■ Il tuo obiettivo
Trascrivi integralmente, senza alcuna modifica, il brano sul mercato del lavoro e sul ruolo delle parti sociali riportato qui sotto.

In questo particolare periodo dell’anno, avendo avuto modo di visitare tanti territori del nostro Paese e di incontrare molteplici realtà di lavoro, mi sovviene qualche riflessione sulle dinamiche che si intravedono, con particolare riferimento al mercato del lavoro, ai rapporti di lavoro stessi e al ruolo delle parti sociali (sindacati e rappresentanze dei datori di lavoro), in qualità di protagonisti delle regolazioni contrattuali e sociali.



E, assumendo una posizione più distaccata rispetto alla cronaca quotidiana sugli eventi che accadono, si intravede una realtà che spesso è in contrasto con ciò che viene descritto e narrato dal mainstream comunicativo, social media o tiggì regionali che siano. I racconti e le cronache sono spesso unilaterali, in qualche modo parziali, in cui si sovraespongono talune parti e se ne nascondono altre, semplicemente non raccontandole. Ovviamente non sempre è così, come dimostrano ad esempio, le situazioni del lavoro nel settore sanitario, dove, accanto all’endemica carenza di risorse umane ed economiche, sommate a talune incapacità gestionali sia di natura organizzativa e manageriale che di indirizzo politico e amministrativo, si acuiscono le contraddizioni e i disagi di operatori e cittadini con le manovre di finanza pubblica. Si toccano alcuni nervi scoperti del Paese, scandalizzandosi se poi si suscitano reazioni importanti (vedi gli scioperi nel settore delle scorse settimane).

■ Dati archiviati
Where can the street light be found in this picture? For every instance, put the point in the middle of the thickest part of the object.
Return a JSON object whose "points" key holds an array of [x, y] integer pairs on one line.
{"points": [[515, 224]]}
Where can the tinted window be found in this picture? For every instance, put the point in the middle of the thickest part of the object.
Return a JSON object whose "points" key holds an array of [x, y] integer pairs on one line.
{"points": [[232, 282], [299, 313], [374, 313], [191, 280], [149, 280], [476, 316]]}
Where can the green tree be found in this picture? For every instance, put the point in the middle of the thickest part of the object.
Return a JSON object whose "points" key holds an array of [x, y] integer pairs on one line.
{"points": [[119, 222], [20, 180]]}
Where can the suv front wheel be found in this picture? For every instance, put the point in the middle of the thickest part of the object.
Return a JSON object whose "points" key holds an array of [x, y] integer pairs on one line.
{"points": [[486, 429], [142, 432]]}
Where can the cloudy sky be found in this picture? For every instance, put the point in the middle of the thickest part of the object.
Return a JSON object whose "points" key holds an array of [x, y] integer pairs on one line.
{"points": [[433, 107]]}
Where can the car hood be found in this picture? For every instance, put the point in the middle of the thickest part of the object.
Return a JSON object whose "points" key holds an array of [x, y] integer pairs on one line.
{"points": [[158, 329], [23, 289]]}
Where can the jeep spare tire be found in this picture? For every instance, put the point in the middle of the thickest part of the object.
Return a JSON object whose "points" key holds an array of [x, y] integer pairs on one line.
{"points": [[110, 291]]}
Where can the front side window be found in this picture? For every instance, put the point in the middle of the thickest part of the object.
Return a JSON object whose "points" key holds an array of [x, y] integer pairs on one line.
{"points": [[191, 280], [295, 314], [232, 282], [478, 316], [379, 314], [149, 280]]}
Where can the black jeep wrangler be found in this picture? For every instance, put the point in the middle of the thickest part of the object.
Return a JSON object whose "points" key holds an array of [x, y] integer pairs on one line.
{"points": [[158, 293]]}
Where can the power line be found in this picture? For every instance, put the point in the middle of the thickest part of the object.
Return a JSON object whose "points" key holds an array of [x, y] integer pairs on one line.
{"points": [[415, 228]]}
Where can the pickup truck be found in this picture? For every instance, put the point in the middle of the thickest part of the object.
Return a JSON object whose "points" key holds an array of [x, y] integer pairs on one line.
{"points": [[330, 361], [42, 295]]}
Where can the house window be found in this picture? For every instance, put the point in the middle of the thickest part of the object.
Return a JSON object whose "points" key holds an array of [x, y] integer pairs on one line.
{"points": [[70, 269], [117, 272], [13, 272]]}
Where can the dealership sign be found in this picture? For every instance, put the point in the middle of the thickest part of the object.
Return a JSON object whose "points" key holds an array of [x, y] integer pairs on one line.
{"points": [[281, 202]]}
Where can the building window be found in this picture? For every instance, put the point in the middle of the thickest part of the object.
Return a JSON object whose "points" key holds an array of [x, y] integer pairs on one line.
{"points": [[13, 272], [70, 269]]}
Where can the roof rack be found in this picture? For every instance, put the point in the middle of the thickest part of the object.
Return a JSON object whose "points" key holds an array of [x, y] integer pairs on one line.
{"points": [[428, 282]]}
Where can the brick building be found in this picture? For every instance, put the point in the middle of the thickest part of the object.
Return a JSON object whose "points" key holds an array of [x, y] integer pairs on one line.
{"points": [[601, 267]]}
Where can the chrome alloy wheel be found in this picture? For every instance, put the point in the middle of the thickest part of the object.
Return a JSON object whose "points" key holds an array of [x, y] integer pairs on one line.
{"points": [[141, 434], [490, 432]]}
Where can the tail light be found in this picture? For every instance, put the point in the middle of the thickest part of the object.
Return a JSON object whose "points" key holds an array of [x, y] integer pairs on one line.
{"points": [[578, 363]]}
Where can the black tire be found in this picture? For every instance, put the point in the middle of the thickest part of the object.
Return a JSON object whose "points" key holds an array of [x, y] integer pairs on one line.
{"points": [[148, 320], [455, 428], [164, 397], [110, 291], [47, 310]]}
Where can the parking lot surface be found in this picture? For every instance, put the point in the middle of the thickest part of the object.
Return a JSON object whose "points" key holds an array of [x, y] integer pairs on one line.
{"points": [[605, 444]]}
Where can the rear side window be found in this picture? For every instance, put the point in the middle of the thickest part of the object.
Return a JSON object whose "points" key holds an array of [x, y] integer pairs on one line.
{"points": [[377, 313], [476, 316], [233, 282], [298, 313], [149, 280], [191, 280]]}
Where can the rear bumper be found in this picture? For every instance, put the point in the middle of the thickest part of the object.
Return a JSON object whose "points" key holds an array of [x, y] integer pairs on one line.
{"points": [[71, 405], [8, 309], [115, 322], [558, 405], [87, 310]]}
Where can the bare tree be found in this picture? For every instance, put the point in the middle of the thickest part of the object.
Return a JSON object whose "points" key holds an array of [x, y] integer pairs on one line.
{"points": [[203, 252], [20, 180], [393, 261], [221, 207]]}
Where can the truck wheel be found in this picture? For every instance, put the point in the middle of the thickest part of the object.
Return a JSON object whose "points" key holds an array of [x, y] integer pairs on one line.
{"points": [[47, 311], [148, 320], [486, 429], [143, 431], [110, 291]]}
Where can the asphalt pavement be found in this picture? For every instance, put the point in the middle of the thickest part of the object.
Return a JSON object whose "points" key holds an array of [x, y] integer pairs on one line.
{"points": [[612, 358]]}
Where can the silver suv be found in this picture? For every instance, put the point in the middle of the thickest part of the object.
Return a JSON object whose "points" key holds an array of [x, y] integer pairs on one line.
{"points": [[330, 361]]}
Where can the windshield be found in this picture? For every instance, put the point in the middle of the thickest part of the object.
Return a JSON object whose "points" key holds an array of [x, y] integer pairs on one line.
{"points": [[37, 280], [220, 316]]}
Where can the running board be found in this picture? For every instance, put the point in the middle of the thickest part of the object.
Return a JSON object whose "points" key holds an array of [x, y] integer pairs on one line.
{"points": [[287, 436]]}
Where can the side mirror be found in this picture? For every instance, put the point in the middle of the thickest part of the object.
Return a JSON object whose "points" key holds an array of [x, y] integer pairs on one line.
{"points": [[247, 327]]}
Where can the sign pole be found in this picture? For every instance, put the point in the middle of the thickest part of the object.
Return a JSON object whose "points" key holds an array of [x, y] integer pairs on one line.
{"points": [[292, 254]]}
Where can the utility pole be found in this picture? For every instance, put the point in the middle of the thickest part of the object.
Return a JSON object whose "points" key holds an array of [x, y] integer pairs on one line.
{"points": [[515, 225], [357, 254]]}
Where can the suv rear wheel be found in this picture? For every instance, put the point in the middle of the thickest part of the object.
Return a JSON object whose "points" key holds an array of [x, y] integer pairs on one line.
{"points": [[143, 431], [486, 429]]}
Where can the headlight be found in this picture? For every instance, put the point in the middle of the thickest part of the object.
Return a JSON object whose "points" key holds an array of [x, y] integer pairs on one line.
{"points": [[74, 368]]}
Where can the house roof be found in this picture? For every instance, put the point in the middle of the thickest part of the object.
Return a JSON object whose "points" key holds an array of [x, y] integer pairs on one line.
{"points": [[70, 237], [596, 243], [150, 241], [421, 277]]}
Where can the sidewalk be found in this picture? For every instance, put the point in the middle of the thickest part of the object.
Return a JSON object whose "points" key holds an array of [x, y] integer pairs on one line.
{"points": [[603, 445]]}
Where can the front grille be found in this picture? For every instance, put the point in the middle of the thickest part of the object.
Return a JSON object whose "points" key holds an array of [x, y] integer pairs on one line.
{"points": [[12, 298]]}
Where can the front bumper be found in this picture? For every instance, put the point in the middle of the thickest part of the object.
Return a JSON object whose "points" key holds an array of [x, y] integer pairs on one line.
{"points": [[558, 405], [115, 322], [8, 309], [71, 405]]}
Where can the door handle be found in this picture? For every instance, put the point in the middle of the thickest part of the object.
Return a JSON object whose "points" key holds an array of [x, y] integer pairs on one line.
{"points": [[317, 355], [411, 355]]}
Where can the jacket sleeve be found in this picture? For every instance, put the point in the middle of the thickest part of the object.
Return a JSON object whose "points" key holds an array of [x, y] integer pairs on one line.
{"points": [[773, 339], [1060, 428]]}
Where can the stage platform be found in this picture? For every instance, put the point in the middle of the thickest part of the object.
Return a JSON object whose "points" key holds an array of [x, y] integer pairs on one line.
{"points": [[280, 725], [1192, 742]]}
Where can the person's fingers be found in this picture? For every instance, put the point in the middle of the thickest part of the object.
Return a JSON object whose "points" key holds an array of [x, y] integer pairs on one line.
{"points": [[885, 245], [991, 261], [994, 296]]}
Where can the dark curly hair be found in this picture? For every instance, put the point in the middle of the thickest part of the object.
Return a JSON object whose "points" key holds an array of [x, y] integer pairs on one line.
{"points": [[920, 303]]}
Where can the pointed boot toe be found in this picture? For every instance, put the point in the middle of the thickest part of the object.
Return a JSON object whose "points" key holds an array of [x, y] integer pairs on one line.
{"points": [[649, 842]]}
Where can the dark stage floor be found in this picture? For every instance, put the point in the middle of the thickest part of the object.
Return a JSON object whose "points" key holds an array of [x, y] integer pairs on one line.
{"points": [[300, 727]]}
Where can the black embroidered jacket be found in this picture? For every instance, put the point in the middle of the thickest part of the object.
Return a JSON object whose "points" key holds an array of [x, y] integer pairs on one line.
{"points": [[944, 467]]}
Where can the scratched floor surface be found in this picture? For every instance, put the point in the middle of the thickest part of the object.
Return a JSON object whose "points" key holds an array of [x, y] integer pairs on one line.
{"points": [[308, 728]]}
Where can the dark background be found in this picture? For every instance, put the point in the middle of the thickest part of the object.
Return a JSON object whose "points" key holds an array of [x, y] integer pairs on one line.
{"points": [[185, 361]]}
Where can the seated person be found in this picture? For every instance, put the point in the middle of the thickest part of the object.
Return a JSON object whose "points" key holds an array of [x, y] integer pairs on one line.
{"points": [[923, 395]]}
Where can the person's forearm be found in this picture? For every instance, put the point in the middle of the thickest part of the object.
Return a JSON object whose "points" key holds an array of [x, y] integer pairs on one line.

■ Risultato atteso
In questo particolare periodo dell’anno, avendo avuto modo di visitare tanti territori del nostro Paese e di incontrare molteplici realtà di lavoro, mi sovviene qualche riflessione sulle dinamiche che si intravedono, con particolare riferimento al mercato del lavoro, ai rapporti di lavoro stessi e al ruolo delle parti sociali (sindacati e rappresentanze dei datori di lavoro), in qualità di protagonisti delle regolazioni contrattuali e sociali.



E, assumendo una posizione più distaccata rispetto alla cronaca quotidiana sugli eventi che accadono, si intravede una realtà che spesso è in contrasto con ciò che viene descritto e narrato dal mainstream comunicativo, social media o tiggì regionali che siano. I racconti e le cronache sono spesso unilaterali, in qualche modo parziali, in cui si sovraespongono talune parti e se ne nascondono altre, semplicemente non raccontandole. Ovviamente non sempre è così, come dimostrano ad esempio, le situazioni del lavoro nel settore sanitario, dove, accanto all’endemica carenza di risorse umane ed economiche, sommate a talune incapacità gestionali sia di natura organizzativa e manageriale che di indirizzo politico e amministrativo, si acuiscono le contraddizioni e i disagi di operatori e cittadini con le manovre di finanza pubblica. Si toccano alcuni nervi scoperti del Paese, scandalizzandosi se poi si suscitano reazioni importanti (vedi gli scioperi nel settore delle scorse settimane).